Whatever the explanation, the relationship between climate, water and power would be the recurring
story of Mesopotamian history.
The brief Sumerian recovery from ca 2200-2050 BC centered at Ur was eventually be subsumed by
stronger powers to the north, principally Babylon and Assur. The region of northern Mesopotamia that
would become known as Assyria was a harsh, resource-poor land where agriculture was more difficult
than in the lands further down the rivers. To deal with the shortages the Assyrians became some of the
most successful merchants of the region, supporting long-distance trade contracts as far as Anatolia
(Turkey) and Iran. However, the Assyrians also supported an army to expand access to resources, a
mandate for so deeply ingrained into the Assyrian culture that the Assyrian kings were bound religiously
to make war and increase the kingdom. Further south, Babylonia and its conquests prospered under the
long rule of Hammurabi (1792-50), who is best remembered for authorizing the first known
comprehensive code designed to take the personal and property rights of various co-existent societies into
consideration. The code was also a reasoned attempt to keep order in a crowded and stratified
multicultural society. However, after 1600 these powers fell prey to new invasions, and remained
disorganized for almost 300 years.

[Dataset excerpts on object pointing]
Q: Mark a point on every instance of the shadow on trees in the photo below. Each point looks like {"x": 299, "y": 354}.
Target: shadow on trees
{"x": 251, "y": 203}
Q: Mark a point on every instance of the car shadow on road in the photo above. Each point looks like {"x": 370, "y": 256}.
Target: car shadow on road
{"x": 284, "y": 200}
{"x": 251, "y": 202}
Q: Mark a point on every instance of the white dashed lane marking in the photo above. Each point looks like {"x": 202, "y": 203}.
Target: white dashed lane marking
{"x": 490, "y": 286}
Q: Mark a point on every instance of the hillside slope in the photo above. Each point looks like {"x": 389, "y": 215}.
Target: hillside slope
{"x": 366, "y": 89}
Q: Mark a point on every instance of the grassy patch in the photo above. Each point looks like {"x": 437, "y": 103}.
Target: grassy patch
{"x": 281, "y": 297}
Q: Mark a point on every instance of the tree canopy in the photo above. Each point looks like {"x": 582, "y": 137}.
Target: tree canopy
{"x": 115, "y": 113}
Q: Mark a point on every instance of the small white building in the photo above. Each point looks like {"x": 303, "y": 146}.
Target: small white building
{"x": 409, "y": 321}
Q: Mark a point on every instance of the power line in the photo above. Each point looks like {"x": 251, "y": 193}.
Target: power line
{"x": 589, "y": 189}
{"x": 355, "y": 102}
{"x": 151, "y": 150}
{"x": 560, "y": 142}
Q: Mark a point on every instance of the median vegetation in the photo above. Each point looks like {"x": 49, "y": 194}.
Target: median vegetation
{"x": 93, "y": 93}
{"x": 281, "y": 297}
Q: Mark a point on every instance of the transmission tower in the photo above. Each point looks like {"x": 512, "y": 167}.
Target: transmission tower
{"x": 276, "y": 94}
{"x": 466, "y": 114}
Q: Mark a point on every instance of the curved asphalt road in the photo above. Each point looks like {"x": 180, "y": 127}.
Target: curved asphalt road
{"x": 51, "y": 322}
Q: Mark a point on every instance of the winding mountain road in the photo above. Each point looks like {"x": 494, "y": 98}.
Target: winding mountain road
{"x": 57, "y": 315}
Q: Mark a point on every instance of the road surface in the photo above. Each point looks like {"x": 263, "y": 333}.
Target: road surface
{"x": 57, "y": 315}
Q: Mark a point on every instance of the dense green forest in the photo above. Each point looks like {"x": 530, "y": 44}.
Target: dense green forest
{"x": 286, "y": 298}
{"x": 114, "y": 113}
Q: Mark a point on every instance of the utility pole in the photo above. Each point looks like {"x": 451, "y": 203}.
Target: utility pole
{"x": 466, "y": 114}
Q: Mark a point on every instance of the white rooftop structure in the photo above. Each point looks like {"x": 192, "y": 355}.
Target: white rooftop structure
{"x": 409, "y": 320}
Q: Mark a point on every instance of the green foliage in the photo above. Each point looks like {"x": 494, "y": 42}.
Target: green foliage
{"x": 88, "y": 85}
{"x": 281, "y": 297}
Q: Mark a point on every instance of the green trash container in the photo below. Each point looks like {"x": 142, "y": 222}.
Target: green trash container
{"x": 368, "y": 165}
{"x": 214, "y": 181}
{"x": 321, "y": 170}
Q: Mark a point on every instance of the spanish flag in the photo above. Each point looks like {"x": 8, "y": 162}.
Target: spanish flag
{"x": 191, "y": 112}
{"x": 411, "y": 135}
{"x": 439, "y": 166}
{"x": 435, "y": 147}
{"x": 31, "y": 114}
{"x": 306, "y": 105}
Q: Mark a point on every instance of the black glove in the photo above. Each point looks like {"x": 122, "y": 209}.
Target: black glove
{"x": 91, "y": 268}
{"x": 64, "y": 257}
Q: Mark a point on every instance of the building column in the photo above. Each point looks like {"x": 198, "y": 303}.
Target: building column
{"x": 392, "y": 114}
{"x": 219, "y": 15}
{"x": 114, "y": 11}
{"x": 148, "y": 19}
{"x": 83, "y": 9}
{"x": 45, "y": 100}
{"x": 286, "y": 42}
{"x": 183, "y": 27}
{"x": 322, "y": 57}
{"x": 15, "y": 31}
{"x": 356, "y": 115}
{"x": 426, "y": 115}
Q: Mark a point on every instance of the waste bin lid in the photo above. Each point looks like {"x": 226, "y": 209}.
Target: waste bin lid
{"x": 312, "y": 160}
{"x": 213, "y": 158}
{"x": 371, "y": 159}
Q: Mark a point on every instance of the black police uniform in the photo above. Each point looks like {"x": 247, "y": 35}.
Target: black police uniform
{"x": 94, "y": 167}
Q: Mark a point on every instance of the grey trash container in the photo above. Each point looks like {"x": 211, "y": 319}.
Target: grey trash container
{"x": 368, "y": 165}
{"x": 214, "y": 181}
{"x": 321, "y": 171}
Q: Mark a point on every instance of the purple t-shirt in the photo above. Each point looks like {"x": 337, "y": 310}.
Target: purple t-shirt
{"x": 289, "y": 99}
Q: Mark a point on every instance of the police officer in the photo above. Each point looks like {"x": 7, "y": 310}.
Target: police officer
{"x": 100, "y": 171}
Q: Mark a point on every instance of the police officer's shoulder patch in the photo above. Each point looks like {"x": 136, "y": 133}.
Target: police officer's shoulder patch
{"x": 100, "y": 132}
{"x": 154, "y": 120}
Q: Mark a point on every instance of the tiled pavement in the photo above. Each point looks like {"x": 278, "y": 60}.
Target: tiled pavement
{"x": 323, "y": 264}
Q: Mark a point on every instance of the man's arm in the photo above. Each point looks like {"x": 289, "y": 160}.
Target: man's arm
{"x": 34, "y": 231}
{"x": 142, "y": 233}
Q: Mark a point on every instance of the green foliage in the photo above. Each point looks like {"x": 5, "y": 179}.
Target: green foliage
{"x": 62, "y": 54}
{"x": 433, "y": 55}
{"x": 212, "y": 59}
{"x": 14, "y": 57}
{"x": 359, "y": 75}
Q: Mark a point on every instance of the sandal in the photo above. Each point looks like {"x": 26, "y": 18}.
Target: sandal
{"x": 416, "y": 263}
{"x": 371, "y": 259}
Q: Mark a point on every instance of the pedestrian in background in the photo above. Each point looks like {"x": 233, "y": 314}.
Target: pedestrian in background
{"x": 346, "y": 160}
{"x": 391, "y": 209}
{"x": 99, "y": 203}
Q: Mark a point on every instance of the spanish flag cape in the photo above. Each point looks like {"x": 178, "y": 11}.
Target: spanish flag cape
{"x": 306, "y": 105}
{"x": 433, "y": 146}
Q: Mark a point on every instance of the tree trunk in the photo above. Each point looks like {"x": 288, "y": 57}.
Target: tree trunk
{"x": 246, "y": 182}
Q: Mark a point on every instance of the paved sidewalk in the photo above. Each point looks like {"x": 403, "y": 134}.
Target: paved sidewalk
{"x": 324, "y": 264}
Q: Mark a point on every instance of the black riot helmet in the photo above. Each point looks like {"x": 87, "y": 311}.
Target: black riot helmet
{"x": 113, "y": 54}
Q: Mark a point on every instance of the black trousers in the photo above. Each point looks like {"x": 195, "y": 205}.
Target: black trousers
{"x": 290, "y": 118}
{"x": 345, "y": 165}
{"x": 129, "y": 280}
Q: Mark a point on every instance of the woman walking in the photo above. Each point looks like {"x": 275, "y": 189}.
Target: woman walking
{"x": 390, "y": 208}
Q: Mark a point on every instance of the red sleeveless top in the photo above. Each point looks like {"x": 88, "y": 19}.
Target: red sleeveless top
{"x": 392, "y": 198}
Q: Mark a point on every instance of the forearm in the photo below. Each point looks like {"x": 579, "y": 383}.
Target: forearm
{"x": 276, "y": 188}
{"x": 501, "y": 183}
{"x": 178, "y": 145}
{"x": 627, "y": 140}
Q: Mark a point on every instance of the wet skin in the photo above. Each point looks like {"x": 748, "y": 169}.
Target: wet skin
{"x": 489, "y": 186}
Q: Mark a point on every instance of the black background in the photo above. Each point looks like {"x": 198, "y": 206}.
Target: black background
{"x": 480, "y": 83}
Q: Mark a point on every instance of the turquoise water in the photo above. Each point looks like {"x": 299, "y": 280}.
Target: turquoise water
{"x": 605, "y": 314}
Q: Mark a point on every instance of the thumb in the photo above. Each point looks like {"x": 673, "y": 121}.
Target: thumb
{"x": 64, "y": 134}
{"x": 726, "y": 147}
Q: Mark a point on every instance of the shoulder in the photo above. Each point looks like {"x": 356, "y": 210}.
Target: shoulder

Task list:
(1) In the passage on Mesopotamian history, how did the Assyrians deal with the resource shortages of their land?
(2) Summarize the passage on Mesopotamian history in two sentences.

Per-task answers:
(1) They became some of the most successful merchants of the region, supporting long-distance trade contracts as far as Anatolia (Turkey) and Iran.

(2) After a brief Sumerian recovery centered at Ur, power in Mesopotamia passed to Babylon and Assur: the Assyrians of the harsh north turned to long-distance trade and to an army whose kings were religiously bound to make war, while Babylonia prospered under Hammurabi, who authorized the first known comprehensive code of law. After 1600, these powers fell to new invasions and remained disorganized for almost 300 years.